Study questions:
1) In the project page on Covid-19 tweet misinformation, which research center supplied the dataset?
2) Write what follows the final sentence of the project page on Covid-19 tweet misinformation.

Extract to read:
■ ■ ■ ■ ■
Page available at https://faisaljina.github.io/NLP-Twitter-Covid/
This project uses a research dataset from the Center for Machine Learning and Health at Carnegie Mellon University. The data comprises public Twitter posts on the topic of Covid-19, but, whilst derived from public postings, is itself privately held, so is not available to share here in full. The data is ~3.5k tweets that have been labelled into 16 different categories depending on the content. These categories are:
- Irrelevant
- Politics
- True public health response
- News
- Calling out or correction
- Sarcasm or satire
- Fake cure
- Conspiracy
- True prevention
- Ambiguous or hard to classify
- False fact or prevention
- Panic buying
- Commercial activity or promotion
- Fake treatment
- Emergency
- False public health response
The goal was to build a classifier to identify tweet misinformation around Covid-19 using NLP techniques. This required use of the re
, nltk
, and nrclex
packages, as well as sklearn
and imblearn
for modelling.
■ ■ ■ ■ ■
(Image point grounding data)
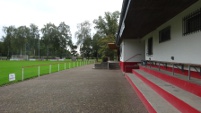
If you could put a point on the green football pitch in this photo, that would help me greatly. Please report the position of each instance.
(29, 69)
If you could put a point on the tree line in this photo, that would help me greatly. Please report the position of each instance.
(56, 41)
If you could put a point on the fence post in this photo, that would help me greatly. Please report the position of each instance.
(38, 71)
(22, 74)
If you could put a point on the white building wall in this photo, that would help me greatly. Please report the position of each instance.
(186, 49)
(131, 48)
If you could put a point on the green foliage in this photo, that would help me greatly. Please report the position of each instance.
(84, 39)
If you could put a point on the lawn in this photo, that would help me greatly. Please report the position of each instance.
(29, 69)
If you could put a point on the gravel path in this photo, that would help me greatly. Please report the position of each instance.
(78, 90)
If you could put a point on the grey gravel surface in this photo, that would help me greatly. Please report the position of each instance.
(78, 90)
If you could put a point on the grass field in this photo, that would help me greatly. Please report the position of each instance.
(33, 69)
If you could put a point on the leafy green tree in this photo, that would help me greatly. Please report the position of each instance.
(49, 33)
(86, 48)
(64, 37)
(107, 26)
(95, 45)
(22, 37)
(33, 41)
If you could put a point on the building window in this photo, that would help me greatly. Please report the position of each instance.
(150, 46)
(164, 34)
(192, 22)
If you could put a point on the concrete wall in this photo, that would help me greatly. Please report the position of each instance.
(131, 53)
(186, 49)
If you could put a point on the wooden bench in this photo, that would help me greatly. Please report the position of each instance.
(176, 65)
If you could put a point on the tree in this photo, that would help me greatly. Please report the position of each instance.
(64, 37)
(107, 27)
(8, 39)
(86, 48)
(34, 40)
(22, 37)
(95, 45)
(84, 38)
(49, 32)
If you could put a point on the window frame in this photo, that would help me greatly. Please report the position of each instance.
(150, 46)
(165, 34)
(192, 22)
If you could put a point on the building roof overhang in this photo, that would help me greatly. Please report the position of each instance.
(140, 17)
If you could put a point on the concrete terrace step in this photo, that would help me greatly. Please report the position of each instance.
(153, 102)
(181, 99)
(187, 85)
(177, 75)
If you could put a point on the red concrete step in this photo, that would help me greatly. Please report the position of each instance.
(178, 71)
(153, 102)
(184, 101)
(183, 84)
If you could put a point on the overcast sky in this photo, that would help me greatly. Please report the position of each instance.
(40, 12)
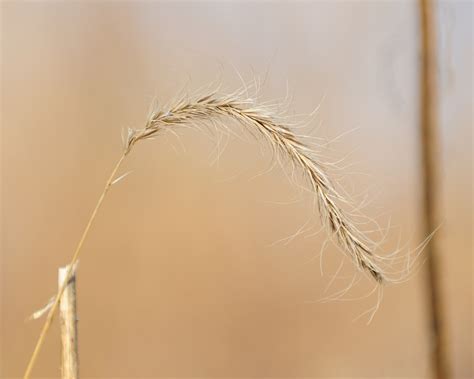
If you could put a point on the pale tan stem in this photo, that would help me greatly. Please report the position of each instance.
(68, 324)
(429, 156)
(75, 256)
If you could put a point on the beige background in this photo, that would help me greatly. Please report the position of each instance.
(179, 277)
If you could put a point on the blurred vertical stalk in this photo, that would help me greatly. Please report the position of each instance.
(68, 323)
(430, 161)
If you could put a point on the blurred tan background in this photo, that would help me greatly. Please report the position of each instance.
(180, 276)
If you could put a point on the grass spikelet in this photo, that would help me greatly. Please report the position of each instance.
(284, 141)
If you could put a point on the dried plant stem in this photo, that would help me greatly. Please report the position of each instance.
(211, 108)
(68, 325)
(74, 259)
(430, 155)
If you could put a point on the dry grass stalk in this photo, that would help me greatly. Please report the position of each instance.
(211, 108)
(429, 157)
(68, 324)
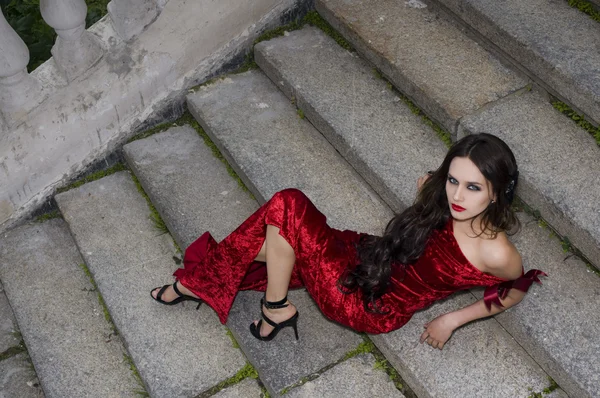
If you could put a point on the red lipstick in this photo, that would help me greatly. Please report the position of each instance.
(457, 208)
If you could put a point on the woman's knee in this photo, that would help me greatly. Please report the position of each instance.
(292, 196)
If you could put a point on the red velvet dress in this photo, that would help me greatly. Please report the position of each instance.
(215, 272)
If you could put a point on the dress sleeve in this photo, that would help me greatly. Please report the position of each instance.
(494, 293)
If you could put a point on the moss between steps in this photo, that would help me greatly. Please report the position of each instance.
(93, 177)
(553, 386)
(245, 372)
(312, 18)
(12, 351)
(578, 119)
(48, 216)
(366, 347)
(586, 7)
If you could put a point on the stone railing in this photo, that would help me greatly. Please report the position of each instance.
(130, 70)
(75, 50)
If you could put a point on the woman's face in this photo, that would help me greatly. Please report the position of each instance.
(467, 190)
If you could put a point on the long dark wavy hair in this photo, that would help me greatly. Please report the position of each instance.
(406, 235)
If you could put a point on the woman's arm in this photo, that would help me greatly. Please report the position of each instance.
(438, 331)
(501, 260)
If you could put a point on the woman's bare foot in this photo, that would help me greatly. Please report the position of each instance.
(170, 294)
(276, 315)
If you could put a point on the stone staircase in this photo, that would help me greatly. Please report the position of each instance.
(317, 118)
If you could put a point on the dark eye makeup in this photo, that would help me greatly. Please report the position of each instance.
(471, 187)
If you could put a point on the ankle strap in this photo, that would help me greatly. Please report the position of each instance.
(177, 290)
(273, 305)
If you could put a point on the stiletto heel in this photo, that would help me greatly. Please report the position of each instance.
(293, 321)
(182, 297)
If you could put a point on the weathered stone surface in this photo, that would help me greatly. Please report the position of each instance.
(8, 324)
(248, 388)
(189, 187)
(159, 157)
(271, 148)
(364, 121)
(131, 17)
(555, 42)
(559, 164)
(178, 352)
(558, 323)
(480, 360)
(284, 361)
(133, 84)
(18, 379)
(355, 377)
(70, 343)
(446, 73)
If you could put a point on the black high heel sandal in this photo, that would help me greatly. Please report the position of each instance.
(293, 321)
(182, 297)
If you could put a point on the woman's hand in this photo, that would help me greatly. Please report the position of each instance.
(438, 331)
(422, 180)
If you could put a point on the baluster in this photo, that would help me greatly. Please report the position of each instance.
(19, 92)
(76, 49)
(130, 17)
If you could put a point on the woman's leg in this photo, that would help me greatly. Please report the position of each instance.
(280, 259)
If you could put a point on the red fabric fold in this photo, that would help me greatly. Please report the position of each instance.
(215, 272)
(494, 293)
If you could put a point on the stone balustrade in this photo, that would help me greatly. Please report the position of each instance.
(75, 51)
(130, 17)
(19, 92)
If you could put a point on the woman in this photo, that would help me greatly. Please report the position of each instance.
(454, 237)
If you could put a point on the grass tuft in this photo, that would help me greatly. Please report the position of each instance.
(586, 7)
(365, 347)
(234, 342)
(142, 391)
(553, 386)
(12, 351)
(48, 216)
(93, 177)
(314, 19)
(578, 119)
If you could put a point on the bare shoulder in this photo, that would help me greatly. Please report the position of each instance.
(501, 257)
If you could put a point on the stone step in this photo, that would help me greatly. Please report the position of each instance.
(358, 375)
(559, 164)
(435, 64)
(71, 344)
(354, 110)
(178, 352)
(555, 43)
(323, 93)
(19, 378)
(262, 130)
(190, 186)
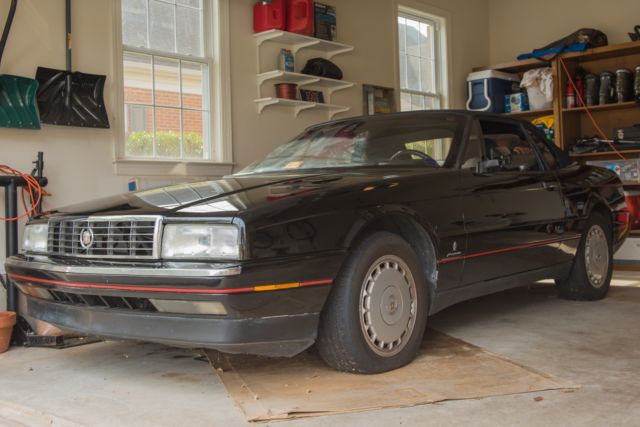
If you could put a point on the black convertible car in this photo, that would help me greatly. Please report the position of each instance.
(349, 237)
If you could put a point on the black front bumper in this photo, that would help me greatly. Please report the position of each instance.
(269, 336)
(265, 315)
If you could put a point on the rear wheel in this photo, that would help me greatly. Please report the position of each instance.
(375, 317)
(591, 272)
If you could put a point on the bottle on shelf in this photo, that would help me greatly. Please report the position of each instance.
(570, 96)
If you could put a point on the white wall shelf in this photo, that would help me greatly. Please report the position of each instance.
(298, 42)
(299, 106)
(302, 80)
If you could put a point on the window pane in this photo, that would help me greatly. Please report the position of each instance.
(192, 3)
(431, 103)
(134, 23)
(192, 85)
(403, 71)
(168, 135)
(138, 130)
(417, 102)
(426, 41)
(405, 102)
(427, 77)
(163, 32)
(402, 22)
(167, 82)
(189, 31)
(193, 134)
(413, 37)
(413, 73)
(138, 80)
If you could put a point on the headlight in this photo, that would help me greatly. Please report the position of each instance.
(198, 241)
(34, 238)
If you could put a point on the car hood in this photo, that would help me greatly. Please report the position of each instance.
(228, 196)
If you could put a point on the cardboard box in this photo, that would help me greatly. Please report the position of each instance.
(325, 21)
(627, 170)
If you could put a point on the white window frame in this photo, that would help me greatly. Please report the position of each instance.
(440, 20)
(216, 51)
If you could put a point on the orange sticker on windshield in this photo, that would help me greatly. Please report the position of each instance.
(294, 165)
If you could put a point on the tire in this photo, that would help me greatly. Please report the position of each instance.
(590, 275)
(353, 335)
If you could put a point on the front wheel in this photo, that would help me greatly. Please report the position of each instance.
(590, 276)
(375, 317)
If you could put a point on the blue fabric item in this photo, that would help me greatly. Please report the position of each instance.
(576, 47)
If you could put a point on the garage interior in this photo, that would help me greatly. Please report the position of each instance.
(189, 102)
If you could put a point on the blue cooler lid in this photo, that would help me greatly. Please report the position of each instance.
(492, 74)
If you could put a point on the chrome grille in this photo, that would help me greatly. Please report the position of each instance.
(112, 237)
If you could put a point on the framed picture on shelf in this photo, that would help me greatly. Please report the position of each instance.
(312, 96)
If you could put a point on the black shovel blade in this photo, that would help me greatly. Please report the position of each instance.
(67, 98)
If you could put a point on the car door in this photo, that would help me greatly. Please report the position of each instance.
(513, 212)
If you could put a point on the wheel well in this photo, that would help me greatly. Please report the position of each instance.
(418, 238)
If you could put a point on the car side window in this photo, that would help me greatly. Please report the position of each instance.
(473, 150)
(547, 155)
(506, 143)
(437, 149)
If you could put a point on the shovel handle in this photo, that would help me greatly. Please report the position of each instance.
(7, 26)
(69, 38)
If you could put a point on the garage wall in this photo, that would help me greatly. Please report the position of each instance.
(79, 162)
(518, 26)
(369, 26)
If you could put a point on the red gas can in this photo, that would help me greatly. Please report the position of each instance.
(300, 16)
(269, 15)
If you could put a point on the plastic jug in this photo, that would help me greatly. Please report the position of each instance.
(300, 17)
(269, 15)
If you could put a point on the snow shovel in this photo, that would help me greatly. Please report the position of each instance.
(18, 107)
(71, 98)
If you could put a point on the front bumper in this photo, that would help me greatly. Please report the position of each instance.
(271, 308)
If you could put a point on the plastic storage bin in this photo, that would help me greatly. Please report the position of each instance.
(487, 90)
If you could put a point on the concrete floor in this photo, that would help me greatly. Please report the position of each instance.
(596, 345)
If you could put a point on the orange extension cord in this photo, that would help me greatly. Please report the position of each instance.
(586, 107)
(33, 189)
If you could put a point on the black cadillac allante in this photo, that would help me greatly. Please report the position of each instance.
(348, 237)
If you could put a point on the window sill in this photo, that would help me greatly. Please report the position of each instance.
(205, 169)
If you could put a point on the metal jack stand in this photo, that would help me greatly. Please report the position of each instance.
(11, 185)
(22, 333)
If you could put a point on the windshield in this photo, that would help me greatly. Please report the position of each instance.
(419, 140)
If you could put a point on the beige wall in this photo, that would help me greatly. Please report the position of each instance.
(518, 26)
(79, 162)
(369, 26)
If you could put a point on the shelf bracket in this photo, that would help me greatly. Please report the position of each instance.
(344, 86)
(299, 46)
(265, 104)
(333, 113)
(339, 52)
(299, 109)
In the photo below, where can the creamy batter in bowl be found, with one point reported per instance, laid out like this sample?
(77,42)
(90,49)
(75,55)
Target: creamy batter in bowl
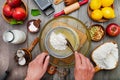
(60,51)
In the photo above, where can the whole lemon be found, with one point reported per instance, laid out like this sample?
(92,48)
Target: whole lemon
(95,4)
(108,12)
(97,14)
(106,3)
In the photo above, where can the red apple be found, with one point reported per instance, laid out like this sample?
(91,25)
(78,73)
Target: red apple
(14,3)
(7,10)
(19,13)
(113,29)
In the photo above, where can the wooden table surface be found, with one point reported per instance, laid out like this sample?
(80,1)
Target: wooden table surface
(7,50)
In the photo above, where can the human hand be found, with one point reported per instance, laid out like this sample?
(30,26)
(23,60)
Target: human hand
(37,67)
(84,70)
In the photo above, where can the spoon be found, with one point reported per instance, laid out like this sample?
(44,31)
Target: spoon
(69,45)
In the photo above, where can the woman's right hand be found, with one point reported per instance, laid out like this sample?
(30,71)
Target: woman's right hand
(84,69)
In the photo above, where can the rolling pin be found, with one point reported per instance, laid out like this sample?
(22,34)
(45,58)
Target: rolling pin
(71,8)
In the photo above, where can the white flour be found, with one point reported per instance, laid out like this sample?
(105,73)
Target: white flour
(106,56)
(58,41)
(32,27)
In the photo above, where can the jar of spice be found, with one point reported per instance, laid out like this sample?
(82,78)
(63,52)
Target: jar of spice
(14,36)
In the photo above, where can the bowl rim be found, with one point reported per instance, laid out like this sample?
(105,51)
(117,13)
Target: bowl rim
(47,37)
(87,33)
(102,29)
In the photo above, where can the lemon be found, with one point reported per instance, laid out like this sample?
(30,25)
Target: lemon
(95,4)
(96,14)
(108,12)
(106,3)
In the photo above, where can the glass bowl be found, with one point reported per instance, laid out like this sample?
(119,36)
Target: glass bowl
(74,30)
(68,33)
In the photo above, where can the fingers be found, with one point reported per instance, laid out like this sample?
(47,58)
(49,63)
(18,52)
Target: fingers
(41,57)
(45,65)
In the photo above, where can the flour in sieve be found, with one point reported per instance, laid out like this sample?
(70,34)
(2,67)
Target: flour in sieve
(58,41)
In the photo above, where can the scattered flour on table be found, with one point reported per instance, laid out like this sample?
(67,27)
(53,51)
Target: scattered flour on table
(106,56)
(58,41)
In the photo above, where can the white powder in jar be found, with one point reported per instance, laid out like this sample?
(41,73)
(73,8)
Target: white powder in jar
(58,41)
(106,56)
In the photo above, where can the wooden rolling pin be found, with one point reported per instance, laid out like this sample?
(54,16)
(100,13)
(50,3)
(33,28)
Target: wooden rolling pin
(71,8)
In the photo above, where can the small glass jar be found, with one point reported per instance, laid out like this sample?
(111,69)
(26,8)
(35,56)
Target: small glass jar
(14,36)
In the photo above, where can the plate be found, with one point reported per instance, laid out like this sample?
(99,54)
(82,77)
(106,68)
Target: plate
(90,12)
(72,25)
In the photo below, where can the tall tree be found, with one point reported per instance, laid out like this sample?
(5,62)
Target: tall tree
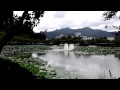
(13,25)
(109,15)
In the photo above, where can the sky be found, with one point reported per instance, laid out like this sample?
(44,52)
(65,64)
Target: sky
(53,20)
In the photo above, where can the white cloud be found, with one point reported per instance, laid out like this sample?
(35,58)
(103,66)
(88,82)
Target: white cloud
(53,20)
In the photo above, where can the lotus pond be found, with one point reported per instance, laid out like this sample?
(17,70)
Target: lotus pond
(51,63)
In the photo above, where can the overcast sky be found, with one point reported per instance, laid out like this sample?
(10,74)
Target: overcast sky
(53,20)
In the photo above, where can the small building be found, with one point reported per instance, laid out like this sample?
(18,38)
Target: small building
(110,38)
(77,34)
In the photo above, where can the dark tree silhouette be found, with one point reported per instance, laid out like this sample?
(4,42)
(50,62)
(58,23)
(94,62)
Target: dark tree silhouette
(14,25)
(109,15)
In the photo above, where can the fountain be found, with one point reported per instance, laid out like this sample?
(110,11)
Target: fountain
(71,46)
(65,46)
(68,47)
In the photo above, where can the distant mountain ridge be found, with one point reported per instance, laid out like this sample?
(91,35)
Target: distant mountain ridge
(84,32)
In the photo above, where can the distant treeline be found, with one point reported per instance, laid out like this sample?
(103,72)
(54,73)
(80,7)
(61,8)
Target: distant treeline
(40,38)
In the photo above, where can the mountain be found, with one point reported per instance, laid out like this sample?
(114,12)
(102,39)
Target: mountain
(84,32)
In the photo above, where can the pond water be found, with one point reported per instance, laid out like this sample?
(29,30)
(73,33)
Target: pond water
(90,66)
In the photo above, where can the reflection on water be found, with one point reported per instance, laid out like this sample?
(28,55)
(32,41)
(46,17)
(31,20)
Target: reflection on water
(91,66)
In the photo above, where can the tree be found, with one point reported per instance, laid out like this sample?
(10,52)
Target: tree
(109,15)
(14,25)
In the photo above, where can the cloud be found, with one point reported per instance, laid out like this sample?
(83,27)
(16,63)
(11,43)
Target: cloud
(61,14)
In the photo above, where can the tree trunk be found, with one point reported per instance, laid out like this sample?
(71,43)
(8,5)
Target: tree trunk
(12,30)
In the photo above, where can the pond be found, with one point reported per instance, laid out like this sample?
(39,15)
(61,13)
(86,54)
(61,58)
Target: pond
(90,66)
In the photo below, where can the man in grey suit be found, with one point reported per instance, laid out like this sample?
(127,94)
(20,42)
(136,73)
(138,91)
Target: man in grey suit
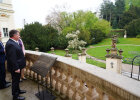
(3,83)
(15,63)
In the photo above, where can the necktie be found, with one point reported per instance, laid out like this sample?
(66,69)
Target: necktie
(20,43)
(2,44)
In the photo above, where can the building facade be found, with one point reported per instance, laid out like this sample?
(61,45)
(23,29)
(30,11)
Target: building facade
(6,19)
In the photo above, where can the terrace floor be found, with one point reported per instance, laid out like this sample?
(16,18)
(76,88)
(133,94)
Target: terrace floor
(28,85)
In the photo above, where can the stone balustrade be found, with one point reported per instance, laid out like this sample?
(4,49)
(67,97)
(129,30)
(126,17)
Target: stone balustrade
(75,80)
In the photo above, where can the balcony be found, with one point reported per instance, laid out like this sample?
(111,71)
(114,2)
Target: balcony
(75,80)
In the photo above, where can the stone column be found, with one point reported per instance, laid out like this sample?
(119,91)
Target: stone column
(67,54)
(113,60)
(82,56)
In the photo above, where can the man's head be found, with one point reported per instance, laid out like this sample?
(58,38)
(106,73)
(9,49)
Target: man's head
(14,34)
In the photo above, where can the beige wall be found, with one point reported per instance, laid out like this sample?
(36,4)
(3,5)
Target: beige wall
(6,17)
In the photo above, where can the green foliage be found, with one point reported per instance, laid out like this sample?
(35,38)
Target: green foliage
(129,3)
(99,31)
(133,41)
(74,42)
(133,28)
(128,16)
(44,37)
(100,52)
(96,63)
(138,36)
(118,32)
(112,12)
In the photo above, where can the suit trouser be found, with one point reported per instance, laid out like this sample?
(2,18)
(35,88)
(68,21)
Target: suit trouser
(15,84)
(2,75)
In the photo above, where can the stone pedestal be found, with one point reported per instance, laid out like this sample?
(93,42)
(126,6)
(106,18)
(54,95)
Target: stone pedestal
(114,64)
(82,57)
(67,54)
(114,59)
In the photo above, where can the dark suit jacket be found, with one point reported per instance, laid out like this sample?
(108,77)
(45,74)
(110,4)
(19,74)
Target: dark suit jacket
(15,56)
(2,53)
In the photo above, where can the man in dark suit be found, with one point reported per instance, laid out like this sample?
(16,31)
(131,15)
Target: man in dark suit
(3,83)
(15,63)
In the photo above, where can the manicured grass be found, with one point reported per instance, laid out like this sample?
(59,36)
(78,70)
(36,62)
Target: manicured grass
(96,63)
(75,56)
(130,51)
(62,53)
(135,41)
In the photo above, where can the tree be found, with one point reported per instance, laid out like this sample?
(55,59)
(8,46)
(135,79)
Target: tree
(36,35)
(79,20)
(129,3)
(128,16)
(111,12)
(133,28)
(74,42)
(119,8)
(107,10)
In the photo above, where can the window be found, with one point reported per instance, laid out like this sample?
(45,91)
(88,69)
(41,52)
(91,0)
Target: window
(5,31)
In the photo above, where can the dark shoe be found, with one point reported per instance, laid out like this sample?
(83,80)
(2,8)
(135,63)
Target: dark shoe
(24,78)
(19,98)
(21,80)
(22,91)
(6,86)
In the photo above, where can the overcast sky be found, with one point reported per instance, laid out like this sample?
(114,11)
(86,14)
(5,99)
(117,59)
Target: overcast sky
(37,10)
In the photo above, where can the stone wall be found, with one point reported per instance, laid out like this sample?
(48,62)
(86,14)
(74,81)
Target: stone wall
(77,80)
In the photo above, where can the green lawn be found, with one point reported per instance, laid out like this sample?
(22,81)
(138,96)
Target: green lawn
(130,51)
(75,56)
(135,41)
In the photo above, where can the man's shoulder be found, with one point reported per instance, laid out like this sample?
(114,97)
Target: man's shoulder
(9,42)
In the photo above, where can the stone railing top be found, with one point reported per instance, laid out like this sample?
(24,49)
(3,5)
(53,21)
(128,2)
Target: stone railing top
(130,85)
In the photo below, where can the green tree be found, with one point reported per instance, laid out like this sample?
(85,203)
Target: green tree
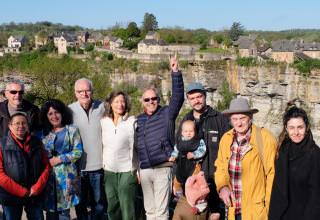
(133,30)
(89,47)
(149,23)
(236,30)
(218,38)
(227,96)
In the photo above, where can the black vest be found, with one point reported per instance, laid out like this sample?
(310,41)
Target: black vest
(23,168)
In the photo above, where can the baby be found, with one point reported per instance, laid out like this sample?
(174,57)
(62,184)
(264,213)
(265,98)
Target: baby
(188,152)
(188,144)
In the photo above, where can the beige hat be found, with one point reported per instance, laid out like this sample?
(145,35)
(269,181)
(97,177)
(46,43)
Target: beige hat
(239,105)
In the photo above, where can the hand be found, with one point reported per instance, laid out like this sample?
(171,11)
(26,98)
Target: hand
(190,155)
(214,216)
(138,177)
(174,64)
(172,159)
(55,161)
(27,194)
(226,195)
(32,192)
■ ■ ■ ■ ■
Answers to this exercise:
1) The Center for Machine Learning and Health at Carnegie Mellon University.

2)
- EDA and Visualisation
- Tokenizing, Stopwords, Normalisation
- Feature Engineering
- Parts-of-Speech tagging
- Sentiment Analysis
- RegEx
- POS analysis
- VADER Affect analysis
- NRCLex Emotional analysis
- CountVectorizer
- TfidfVectorizer
- SMOTE-NC
- Bayesian & Logistic Regression Modelling
- The data was explored, cleaned, and tokenized, removing stopwords and normalising the tweets.
- Simple metrics were derived using RegEx, before POS tagging and analysis.
- Sentiment analysis was conducted using VADER for affect and NRCLex for emotion.
- Features were engineered and the data split and oversampled to address class imbalance.
- The classification modelling used combinations of Count/Tfidf Vectorizer with Naive Bayes/Logistic Regression.